Da svolgere –
1. Nel brano sull'origine della lingua italiana, individua le pronunce fiorentine citate come esempio della gorgia. Affianca a ciascuna la parola che pronunciano gli altri Italiani.
2. Prosegui il brano sull'origine della lingua italiana dopo l'ultima frase riportata.

Testo della pagina –
*-*-*

Un secondo parere che la lingua italiana derivasse dagli Aramei popoli della Caldea era sostenuto specialmente da alcuni antiquarj fiorentini, i quali ammettevano che una gran parte di parole era di origine latina, ed un’altra era teutonica, per l’anteriore dominio de’ Romani, e poi de’ popoli settentrionali in Toscana; ma contendevano ad un tempo che il fondo primitivo della lingua era arameo. Essi si fondavano, parte sopra etimologie di un gran numero di parole siriache, che que’ dotti dicevano di trovare tuttavia viventi nella lingua toscana; e parte sopra erudizioni di autori, come Beroso e Sanconiatone, dei quali non sono mai esistiti che i nomi; i quali avevano lasciato scritto che una colonia di Caldei avea navigato il Mediterraneo, e s’era stabilita antichissimamente in Etruria, donde non era mai ritornata, e che vi fondò una nazione, e vi portò riti religiosi e l’arte degli augurj e delle divinazioni; riti ed arti che infatti i Toscani portarono poscia a Roma, e l’origine de’ quali era da’ Romani stessi assegnata a’ Caldei. Ed io credo la Toscana sia stata popolata un tempo da tribù d’avventurieri che navigarono sia dall’Egitto, sia dall’Arabia; e principalmente lo desumeva già da quella forte aspirazione peculiare a’ Toscani, segnatamente a’ Fiorentini, ed ignota a tutto il resto d’Italia ed anche dell’Europa, dagli Spagnoli in fuori, la quale chiamano gorgia; e ognuno sa che pronunziano hasa, haro, harrozza, invece di casa, caro, carrozza, come pur fanno tutti gli altri Italiani; e questa profondissima aspirazione gutturale è propria a molti, agli Egiziani ed a tutti gli Arabi, ed alle lingue che si propagarono dall’Arabia. Anzi, questa opinione era per me quasi certezza finchè venni in Inghilterra, dove trovai il teta greco pronunziato appunto come in Grecia, benchè scritto col th come scrivevasi da’ Latini, per indicare parole derivate dal greco, benchè essi non lo potessero mai ben pronunziare; nè io so che sia distintamente pronunziato se non dagli Inglesi; onde, se l’aspirazione gutturale de’ Fiorentini bastasse a indicare la loro origine arabica, l’aspirazione dentale del teta basterebbe a indicare l’origine greca de’ Britanni: così il primo assurdo mi trascinerebbe al secondo e a molti altri.

*-*-*

Estratti da dataset di etichettatura a punti
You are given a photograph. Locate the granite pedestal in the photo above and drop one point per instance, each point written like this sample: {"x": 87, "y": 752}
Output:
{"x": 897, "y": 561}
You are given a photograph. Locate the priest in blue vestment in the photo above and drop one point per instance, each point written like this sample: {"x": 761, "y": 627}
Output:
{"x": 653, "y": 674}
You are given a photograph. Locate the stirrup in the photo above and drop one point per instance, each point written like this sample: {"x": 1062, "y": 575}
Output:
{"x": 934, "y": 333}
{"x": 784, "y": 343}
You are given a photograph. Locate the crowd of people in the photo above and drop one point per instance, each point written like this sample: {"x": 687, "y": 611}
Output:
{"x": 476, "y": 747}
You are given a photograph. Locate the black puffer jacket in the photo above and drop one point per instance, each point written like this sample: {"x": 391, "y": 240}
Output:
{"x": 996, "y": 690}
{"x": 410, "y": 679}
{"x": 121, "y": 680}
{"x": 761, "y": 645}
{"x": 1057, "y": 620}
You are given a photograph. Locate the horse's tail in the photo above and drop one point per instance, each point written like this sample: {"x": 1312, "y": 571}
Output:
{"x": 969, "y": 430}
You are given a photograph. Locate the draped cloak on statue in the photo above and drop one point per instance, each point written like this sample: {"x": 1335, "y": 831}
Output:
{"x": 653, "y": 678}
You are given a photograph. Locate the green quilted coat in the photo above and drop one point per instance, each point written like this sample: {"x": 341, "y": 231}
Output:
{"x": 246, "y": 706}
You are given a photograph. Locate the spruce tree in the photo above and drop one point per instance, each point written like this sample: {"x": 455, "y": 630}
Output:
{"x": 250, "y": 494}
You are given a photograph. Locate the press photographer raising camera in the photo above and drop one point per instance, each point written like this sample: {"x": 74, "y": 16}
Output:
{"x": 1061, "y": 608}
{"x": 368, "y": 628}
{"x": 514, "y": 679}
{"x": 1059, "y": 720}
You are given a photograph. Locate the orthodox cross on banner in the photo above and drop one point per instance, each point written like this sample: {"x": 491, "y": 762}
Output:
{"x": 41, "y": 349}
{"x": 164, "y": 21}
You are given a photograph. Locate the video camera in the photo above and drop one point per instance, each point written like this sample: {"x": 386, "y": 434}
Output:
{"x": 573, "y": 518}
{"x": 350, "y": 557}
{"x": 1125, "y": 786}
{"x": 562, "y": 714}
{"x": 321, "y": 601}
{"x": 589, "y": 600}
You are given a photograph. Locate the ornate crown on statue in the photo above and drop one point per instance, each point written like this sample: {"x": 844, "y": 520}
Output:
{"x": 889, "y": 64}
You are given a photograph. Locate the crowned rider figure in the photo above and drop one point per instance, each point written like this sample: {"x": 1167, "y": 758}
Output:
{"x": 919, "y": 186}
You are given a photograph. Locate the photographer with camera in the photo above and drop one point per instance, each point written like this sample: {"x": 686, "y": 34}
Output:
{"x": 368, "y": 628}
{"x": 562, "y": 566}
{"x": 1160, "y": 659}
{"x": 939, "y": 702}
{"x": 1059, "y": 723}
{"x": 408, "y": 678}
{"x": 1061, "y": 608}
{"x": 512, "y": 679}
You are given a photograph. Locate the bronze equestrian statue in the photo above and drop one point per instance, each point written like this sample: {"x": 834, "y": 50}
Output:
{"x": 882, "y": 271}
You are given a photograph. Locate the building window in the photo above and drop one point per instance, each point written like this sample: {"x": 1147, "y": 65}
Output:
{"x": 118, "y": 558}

*-*-*

Soluzioni degli esercizi –
1.
hasa – casa
haro – caro
harrozza – carrozza

2.
Ma anche supponendo i Fiorentini discendenti dagli Arabi, non ho mai creduto che la loro lingua fosse altro che una modificazione di quella che parlavano sotto a’ Romani; - senza però arrendermi ad alcuna delle altre due opinioni che, difese da due opposti eserciti di dotti di gran fama per i lor capitani, sostenevano, gli uni che la lingua italiana fosse derivata dal dialetto siciliano, e gli altri che fosse derivata dal dialetto provenzale. - La prima opinione era stata pronunziata da Dante, e la seconda dal Petrarca; e l’autorità di testimonj sì competenti, e di sì grandi nomi accresceva l’accanimento de’ due partiti.

Dante peraltro e Petrarca potevano errare anch’essi; nondimeno l’uno e l’altro avevano proposta la congettura la più ragionevole; e quando i letterati, specialmente italiani, non si compiacessero di tutte le occasioni per prolungare le loro battaglie e i loro trionfi di penna e di grida accademiche, e soprattutto di funeste e vilissime animosità provinciali, le due opinioni di Dante e Petrarca, benchè diverse, potevano, col ravvicinarle, condurre alla verità.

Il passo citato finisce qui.